> _READING TEXT_:
▼

What happened?: On Charlie growing up

March 30, 2007 by Kristina Chew, PhD  
Filed under Health

“I can’t leave my child alone for a moment.” “He can never be out of my sight.”

How often have you (if you are, like me, the parent of an autistic child)—-how often do you—-say these sentences? Or are they not mere sentences to you but mantras that you organize your life by?

Knowing what Charlie is up to and where Charlie is and who he is with are the sine qua non of my days. Sometimes I think I have developed the proverbial eyes in the back of the head—some sort of sixth sense—so that I always know where Charlie is. He can talk, but in short phrases that—shades of his apraxia—are not always clearly articulated. He answers Jim’s and my requests, and those of his teachers, but is much more sporadic about responding to anyone else. He is not a runner, though, when he was younger, Charlie did walk out the front door and just kept going into the neighbor’s backyard (they had a slide).

▲

> _REQUIREMENT_: Summarize the post about Charlie growing up in two sentences. The lines after the post bear no relation to it.

> _ITEMS_:
▼

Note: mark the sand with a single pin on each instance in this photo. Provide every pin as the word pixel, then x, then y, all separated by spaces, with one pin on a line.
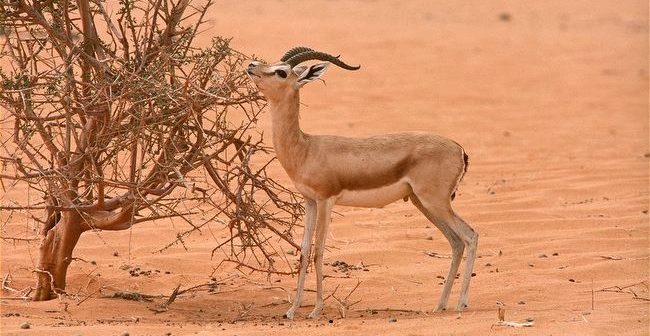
pixel 550 100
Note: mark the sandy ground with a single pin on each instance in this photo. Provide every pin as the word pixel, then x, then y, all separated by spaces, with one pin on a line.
pixel 550 100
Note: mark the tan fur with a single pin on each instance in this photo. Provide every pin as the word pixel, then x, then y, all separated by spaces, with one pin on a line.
pixel 369 172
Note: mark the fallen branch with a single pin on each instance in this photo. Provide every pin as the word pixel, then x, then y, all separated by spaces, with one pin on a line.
pixel 628 290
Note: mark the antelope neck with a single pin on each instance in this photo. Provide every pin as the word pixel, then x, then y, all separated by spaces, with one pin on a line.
pixel 288 139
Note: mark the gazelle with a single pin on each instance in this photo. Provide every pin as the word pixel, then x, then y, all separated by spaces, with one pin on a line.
pixel 363 172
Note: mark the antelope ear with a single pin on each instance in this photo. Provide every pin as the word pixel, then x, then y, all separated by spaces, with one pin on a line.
pixel 308 74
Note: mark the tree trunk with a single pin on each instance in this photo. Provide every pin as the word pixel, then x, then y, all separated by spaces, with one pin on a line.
pixel 56 254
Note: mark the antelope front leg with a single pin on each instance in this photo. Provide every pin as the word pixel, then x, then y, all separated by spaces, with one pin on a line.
pixel 305 249
pixel 322 225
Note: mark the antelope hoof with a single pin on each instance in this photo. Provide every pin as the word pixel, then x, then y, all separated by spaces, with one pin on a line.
pixel 441 307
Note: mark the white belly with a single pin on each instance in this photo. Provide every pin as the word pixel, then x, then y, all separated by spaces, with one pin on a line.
pixel 377 197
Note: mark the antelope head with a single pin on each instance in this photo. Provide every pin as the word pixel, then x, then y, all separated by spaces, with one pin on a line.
pixel 287 76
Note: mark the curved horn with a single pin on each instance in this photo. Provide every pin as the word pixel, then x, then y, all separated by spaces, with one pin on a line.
pixel 294 51
pixel 321 56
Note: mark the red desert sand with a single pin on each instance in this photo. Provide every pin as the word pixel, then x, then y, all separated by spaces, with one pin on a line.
pixel 550 100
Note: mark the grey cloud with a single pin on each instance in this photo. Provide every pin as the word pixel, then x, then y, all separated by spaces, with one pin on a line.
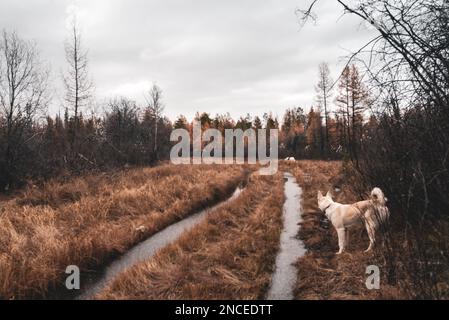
pixel 214 56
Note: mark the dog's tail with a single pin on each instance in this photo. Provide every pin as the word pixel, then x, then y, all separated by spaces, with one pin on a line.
pixel 378 197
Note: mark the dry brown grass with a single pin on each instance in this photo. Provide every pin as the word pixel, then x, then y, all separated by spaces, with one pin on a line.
pixel 231 255
pixel 322 274
pixel 88 220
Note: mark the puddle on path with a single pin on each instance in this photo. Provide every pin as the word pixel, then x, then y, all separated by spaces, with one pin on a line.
pixel 291 249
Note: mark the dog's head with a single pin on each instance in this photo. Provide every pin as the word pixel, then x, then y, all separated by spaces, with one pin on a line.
pixel 324 202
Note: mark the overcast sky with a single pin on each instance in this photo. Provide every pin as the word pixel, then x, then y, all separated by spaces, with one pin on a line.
pixel 237 56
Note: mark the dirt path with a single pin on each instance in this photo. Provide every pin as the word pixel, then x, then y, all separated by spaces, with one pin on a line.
pixel 291 248
pixel 148 249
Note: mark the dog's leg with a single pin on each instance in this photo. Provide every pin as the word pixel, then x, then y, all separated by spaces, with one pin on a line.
pixel 347 238
pixel 372 236
pixel 341 239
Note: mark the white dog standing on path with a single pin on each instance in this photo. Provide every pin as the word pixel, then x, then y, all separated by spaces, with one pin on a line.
pixel 373 213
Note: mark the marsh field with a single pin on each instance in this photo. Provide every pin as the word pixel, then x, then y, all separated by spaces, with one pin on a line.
pixel 242 150
pixel 93 220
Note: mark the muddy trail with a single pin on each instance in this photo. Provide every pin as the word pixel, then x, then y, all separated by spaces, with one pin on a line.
pixel 291 248
pixel 144 251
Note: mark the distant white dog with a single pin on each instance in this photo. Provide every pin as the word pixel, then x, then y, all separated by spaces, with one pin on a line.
pixel 373 213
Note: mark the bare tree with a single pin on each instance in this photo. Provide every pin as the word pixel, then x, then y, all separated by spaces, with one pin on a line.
pixel 23 88
pixel 76 79
pixel 324 91
pixel 156 109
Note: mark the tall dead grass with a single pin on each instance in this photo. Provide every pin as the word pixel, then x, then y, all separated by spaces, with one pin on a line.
pixel 88 220
pixel 322 275
pixel 231 255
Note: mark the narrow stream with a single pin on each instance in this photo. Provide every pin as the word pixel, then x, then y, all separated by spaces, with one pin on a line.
pixel 291 248
pixel 145 250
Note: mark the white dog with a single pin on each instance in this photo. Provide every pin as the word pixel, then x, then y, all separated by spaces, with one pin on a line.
pixel 373 213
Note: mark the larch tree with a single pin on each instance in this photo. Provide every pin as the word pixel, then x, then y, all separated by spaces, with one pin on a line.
pixel 324 95
pixel 23 96
pixel 155 108
pixel 77 81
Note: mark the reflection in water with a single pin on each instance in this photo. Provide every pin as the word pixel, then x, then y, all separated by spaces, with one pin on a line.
pixel 291 248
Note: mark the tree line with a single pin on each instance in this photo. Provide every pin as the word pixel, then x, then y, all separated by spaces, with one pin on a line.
pixel 34 145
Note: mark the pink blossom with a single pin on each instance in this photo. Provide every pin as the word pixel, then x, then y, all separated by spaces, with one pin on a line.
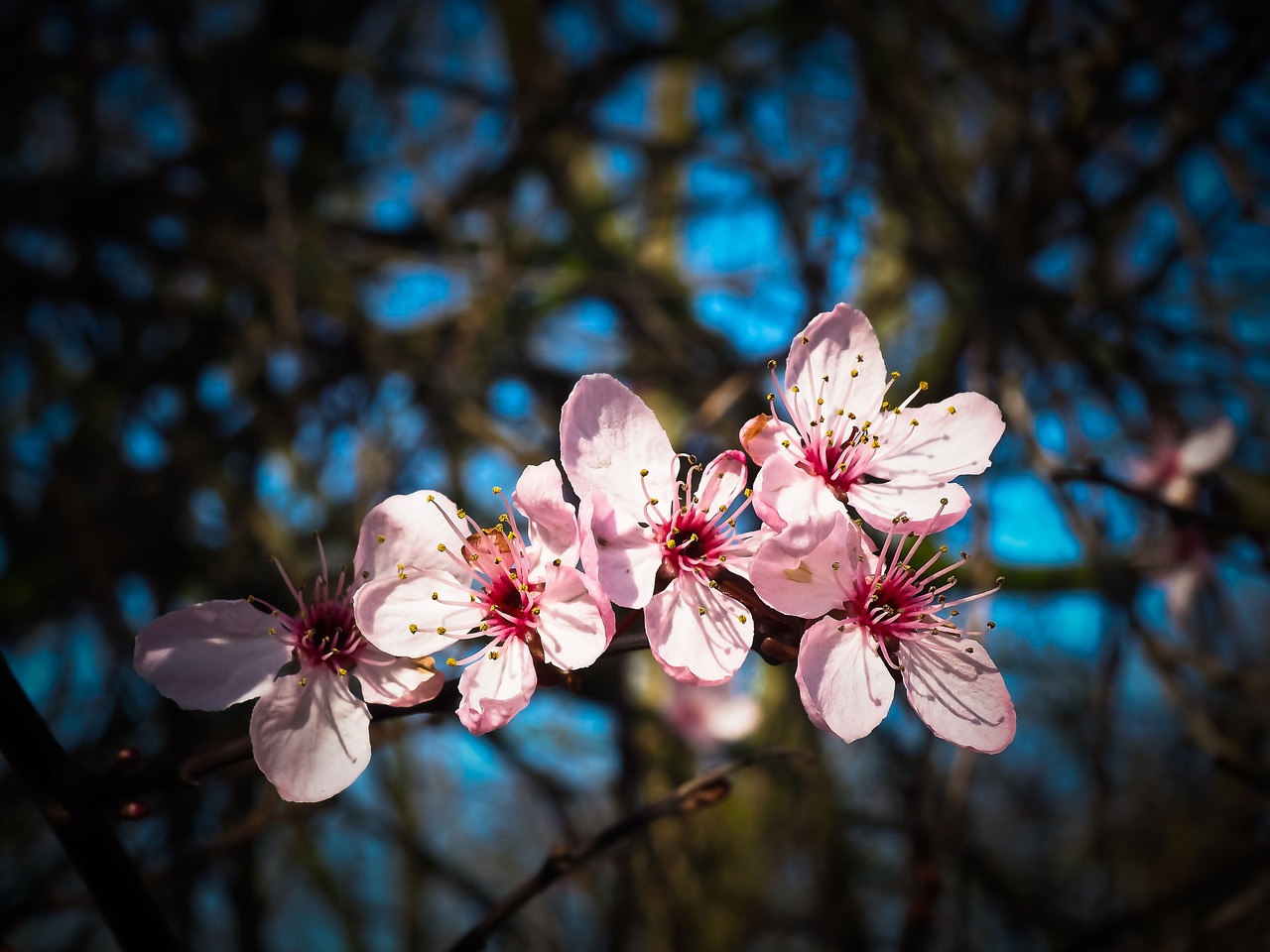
pixel 1174 467
pixel 843 443
pixel 313 671
pixel 648 525
pixel 880 615
pixel 707 717
pixel 470 581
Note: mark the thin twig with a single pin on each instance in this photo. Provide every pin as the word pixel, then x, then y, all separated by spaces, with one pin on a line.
pixel 705 789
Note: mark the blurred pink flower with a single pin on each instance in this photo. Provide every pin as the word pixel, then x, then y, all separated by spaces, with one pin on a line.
pixel 467 581
pixel 313 671
pixel 844 444
pixel 879 615
pixel 644 524
pixel 707 717
pixel 1174 467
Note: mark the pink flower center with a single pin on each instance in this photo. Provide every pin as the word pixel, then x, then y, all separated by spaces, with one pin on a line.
pixel 896 601
pixel 694 538
pixel 322 633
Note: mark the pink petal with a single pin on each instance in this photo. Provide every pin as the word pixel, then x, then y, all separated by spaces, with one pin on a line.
pixel 788 495
pixel 693 647
pixel 844 684
pixel 943 445
pixel 626 553
pixel 1205 449
pixel 830 345
pixel 407 531
pixel 879 503
pixel 312 742
pixel 572 625
pixel 495 689
pixel 209 655
pixel 722 480
pixel 553 524
pixel 763 435
pixel 402 617
pixel 956 689
pixel 400 682
pixel 803 583
pixel 607 435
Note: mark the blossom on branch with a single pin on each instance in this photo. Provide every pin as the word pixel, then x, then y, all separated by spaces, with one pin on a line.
pixel 313 671
pixel 846 443
pixel 466 581
pixel 880 617
pixel 647 525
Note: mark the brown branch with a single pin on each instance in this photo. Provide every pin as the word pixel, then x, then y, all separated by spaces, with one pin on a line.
pixel 64 793
pixel 705 789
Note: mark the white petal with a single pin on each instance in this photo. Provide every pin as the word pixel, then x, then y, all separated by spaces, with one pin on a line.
pixel 553 524
pixel 607 435
pixel 695 647
pixel 572 624
pixel 806 583
pixel 400 682
pixel 312 740
pixel 956 689
pixel 403 619
pixel 844 685
pixel 209 655
pixel 495 689
pixel 407 531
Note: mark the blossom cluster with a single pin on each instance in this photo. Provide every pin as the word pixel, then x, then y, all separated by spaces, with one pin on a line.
pixel 714 567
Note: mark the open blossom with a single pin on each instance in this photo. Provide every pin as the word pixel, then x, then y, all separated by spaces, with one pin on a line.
pixel 881 615
pixel 648 524
pixel 844 443
pixel 312 669
pixel 467 581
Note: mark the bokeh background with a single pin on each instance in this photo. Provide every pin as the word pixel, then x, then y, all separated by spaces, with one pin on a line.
pixel 264 264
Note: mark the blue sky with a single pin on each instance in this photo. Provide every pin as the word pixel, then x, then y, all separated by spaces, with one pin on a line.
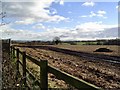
pixel 45 20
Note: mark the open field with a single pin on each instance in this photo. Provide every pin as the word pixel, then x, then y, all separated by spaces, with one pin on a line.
pixel 96 71
pixel 92 48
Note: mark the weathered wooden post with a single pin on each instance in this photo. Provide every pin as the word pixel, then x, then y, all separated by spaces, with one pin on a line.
pixel 17 64
pixel 13 52
pixel 24 68
pixel 43 75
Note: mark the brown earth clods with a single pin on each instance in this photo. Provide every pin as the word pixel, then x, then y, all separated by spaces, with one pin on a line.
pixel 98 72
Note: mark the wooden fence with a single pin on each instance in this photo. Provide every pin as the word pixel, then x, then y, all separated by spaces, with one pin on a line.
pixel 44 70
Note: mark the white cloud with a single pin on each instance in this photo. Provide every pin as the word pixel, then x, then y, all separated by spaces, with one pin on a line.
pixel 85 31
pixel 99 13
pixel 69 12
pixel 61 2
pixel 84 16
pixel 116 7
pixel 88 4
pixel 93 26
pixel 26 21
pixel 38 11
pixel 92 14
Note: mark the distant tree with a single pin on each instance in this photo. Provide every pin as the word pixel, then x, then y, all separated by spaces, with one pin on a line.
pixel 56 40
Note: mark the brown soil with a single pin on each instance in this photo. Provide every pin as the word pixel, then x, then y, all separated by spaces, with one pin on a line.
pixel 100 73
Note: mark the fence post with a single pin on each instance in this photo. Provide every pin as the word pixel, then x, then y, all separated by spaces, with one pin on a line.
pixel 17 64
pixel 13 52
pixel 43 75
pixel 24 68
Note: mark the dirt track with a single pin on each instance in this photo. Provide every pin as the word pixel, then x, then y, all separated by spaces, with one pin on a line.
pixel 98 72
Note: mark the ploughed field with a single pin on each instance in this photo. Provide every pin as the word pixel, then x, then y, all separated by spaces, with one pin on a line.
pixel 93 70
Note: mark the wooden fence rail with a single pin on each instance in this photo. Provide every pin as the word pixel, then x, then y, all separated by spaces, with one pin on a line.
pixel 44 70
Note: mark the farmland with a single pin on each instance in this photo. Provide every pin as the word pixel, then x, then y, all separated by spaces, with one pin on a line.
pixel 93 70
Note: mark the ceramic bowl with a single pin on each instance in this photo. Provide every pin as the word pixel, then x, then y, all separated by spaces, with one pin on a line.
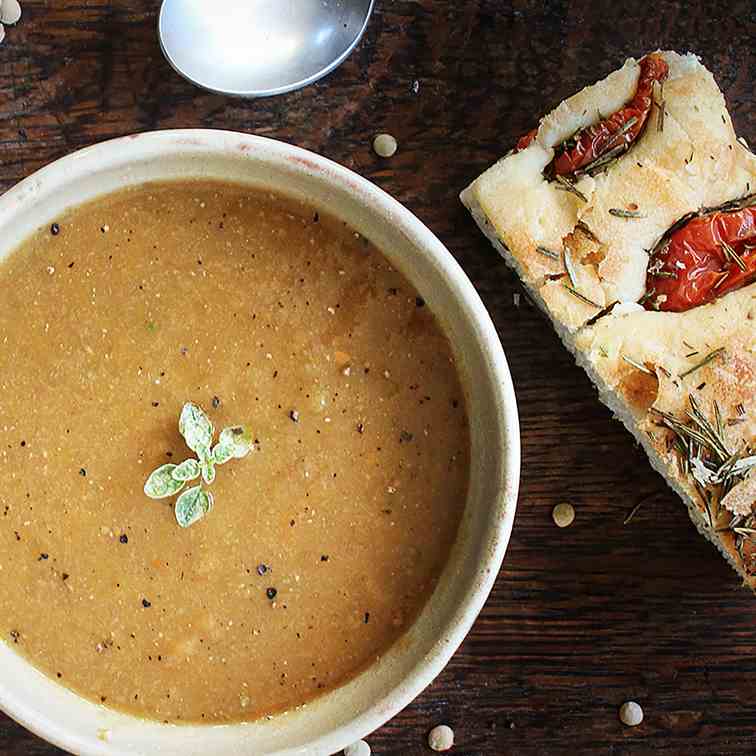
pixel 353 711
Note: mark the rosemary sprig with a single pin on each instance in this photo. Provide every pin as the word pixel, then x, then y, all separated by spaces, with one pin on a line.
pixel 732 255
pixel 587 231
pixel 618 212
pixel 705 361
pixel 703 453
pixel 580 296
pixel 627 126
pixel 603 162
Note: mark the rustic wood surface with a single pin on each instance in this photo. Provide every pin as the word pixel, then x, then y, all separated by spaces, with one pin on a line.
pixel 580 619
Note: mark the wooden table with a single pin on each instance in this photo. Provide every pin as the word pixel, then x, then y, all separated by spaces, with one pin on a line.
pixel 580 619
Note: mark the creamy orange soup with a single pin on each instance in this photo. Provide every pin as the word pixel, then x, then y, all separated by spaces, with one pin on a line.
pixel 324 543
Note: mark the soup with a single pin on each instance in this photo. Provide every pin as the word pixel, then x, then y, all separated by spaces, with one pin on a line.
pixel 323 544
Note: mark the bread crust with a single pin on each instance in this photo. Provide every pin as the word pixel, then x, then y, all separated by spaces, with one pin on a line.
pixel 694 161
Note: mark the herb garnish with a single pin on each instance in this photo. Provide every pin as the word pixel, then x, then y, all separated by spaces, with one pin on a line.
pixel 197 429
pixel 638 365
pixel 732 255
pixel 567 185
pixel 618 212
pixel 581 297
pixel 705 361
pixel 547 252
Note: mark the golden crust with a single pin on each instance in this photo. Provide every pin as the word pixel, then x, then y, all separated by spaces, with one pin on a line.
pixel 578 257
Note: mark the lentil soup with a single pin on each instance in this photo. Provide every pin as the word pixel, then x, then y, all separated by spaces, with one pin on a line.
pixel 324 543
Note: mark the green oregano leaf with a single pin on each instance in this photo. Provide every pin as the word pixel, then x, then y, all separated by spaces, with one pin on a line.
pixel 162 484
pixel 192 506
pixel 189 469
pixel 238 439
pixel 196 428
pixel 222 453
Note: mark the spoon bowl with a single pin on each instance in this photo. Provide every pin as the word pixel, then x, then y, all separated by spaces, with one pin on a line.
pixel 256 48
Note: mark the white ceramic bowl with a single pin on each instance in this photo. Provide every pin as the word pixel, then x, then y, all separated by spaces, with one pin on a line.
pixel 356 709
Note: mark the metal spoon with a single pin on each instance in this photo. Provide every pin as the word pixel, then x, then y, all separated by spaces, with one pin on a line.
pixel 255 48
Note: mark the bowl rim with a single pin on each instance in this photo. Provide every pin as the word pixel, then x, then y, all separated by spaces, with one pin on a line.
pixel 498 525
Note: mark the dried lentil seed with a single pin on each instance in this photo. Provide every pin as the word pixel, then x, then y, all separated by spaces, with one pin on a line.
pixel 441 738
pixel 385 145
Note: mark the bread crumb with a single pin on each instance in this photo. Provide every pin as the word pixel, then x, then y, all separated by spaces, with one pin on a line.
pixel 441 738
pixel 631 714
pixel 385 145
pixel 360 748
pixel 10 12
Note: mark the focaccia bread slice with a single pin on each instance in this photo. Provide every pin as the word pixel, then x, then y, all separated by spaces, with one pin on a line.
pixel 684 385
pixel 600 251
pixel 684 160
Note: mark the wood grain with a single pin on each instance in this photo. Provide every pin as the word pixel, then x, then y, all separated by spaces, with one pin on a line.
pixel 582 619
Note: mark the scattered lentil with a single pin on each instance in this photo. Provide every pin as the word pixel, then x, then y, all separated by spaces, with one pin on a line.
pixel 10 12
pixel 385 145
pixel 631 714
pixel 441 738
pixel 563 514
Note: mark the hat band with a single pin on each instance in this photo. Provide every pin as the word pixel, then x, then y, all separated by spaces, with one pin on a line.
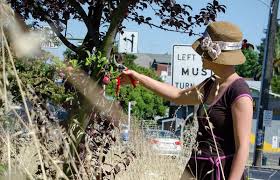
pixel 214 48
pixel 225 46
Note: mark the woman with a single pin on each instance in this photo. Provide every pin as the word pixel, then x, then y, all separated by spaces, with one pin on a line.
pixel 225 113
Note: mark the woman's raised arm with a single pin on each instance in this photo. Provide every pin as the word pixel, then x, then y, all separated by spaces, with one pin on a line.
pixel 171 93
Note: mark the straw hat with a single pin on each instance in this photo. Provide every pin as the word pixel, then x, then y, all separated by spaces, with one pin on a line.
pixel 221 43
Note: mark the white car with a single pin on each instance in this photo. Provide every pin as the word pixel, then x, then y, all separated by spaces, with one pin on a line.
pixel 164 142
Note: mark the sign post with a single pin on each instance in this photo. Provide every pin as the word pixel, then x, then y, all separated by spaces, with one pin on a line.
pixel 187 68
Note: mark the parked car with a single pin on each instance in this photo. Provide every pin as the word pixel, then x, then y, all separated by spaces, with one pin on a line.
pixel 164 142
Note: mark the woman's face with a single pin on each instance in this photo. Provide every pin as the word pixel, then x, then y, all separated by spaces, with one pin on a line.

▲

> _WORKED SOLUTION_: Writing as the parent of an autistic child, the author explains that knowing where Charlie is, what he is doing, and who he is with is the essential condition of each day. Charlie speaks in short, sometimes unclear phrases and responds to Jim, the author, and his teachers more reliably than to others, and although he is not a runner, he once walked out the front door into a neighbor's backyard when he was younger.